Task statement — Summarize the travel piece in two sentences.

Supplied text —

____

Every few years, I like to get away for a bit longer than just a long weekend. Long enough to get into a completely new routine and absorb the essence of being somewhere else. Maybe I like to imagine what it would be like if I lived in a different place, in a different time.
I wander through historical sites, markets, and off the beaten path restaurants. I become friends with the lady who sits at the market stall, the man who opens his bakery at 5 in the morning and sits on the doorstep with his cat, waiting for customers. Every time I think about the places I’ve been to, I think of a network of little homes.
Sometimes, you need an adventure.
Last year was a bit different, because I haven’t taken a holiday in two years and was in a very rebellious state. Beaten down by my office-to-home-to-office schedule, I wanted to run away and sail around the world. I didn’t want the calm strolls, the cities, but something more extreme.
It wasn’t until I shared my growing wanderlust with one of my coworkers: an unlikely character whose favorite pastime was alas, playing Dungeons and Dragons that I seemed to get my answer. It turned out that he was the black sheep of his large family. His sister and mother were currently training to hike for charity. Hiking with a cause got my attention. But it was when I heard the destination that I immediately perked up and couldn’t stop thinking about it: Machu Picchu.
I didn’t know too much about Machu PIcchu, except that it was almost like the Everest for the seekers of old ruins, history and culture. I imagined being alone in a strange jungle, with a giant backpack and climbing along a winding road, next to an abysmal canyon, my every step was a death defying feat.
My coworker shrugged as he poured himself another cup of coffee. I’d have to get a guide, he said. “There are travel companies that organize trips; it’s 2017 for Pete’s sake.”
Want to learn more from books about South America before your trip? For more travel inspiration, here is a list of some of the best books about South America, both fiction and non-fiction.

____

Collected data —
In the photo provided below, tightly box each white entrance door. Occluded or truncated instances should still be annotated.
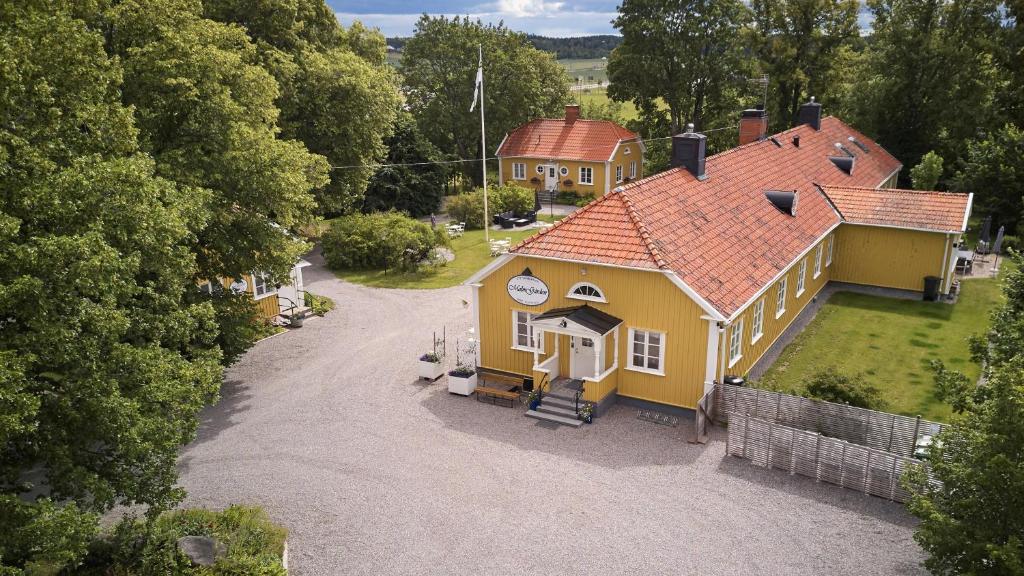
[569,336,597,378]
[544,164,558,190]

____

Solution for this task — Every few years the writer takes longer trips to wander through historical sites, markets and small restaurants and befriend locals, but after two years without a holiday the writer wanted something more extreme than calm city strolls. A coworker mentioned that his sister and mother were training to hike for charity to Machu Picchu, which immediately caught the writer's attention, and he added that a guide from one of the travel companies that organize such trips would be needed.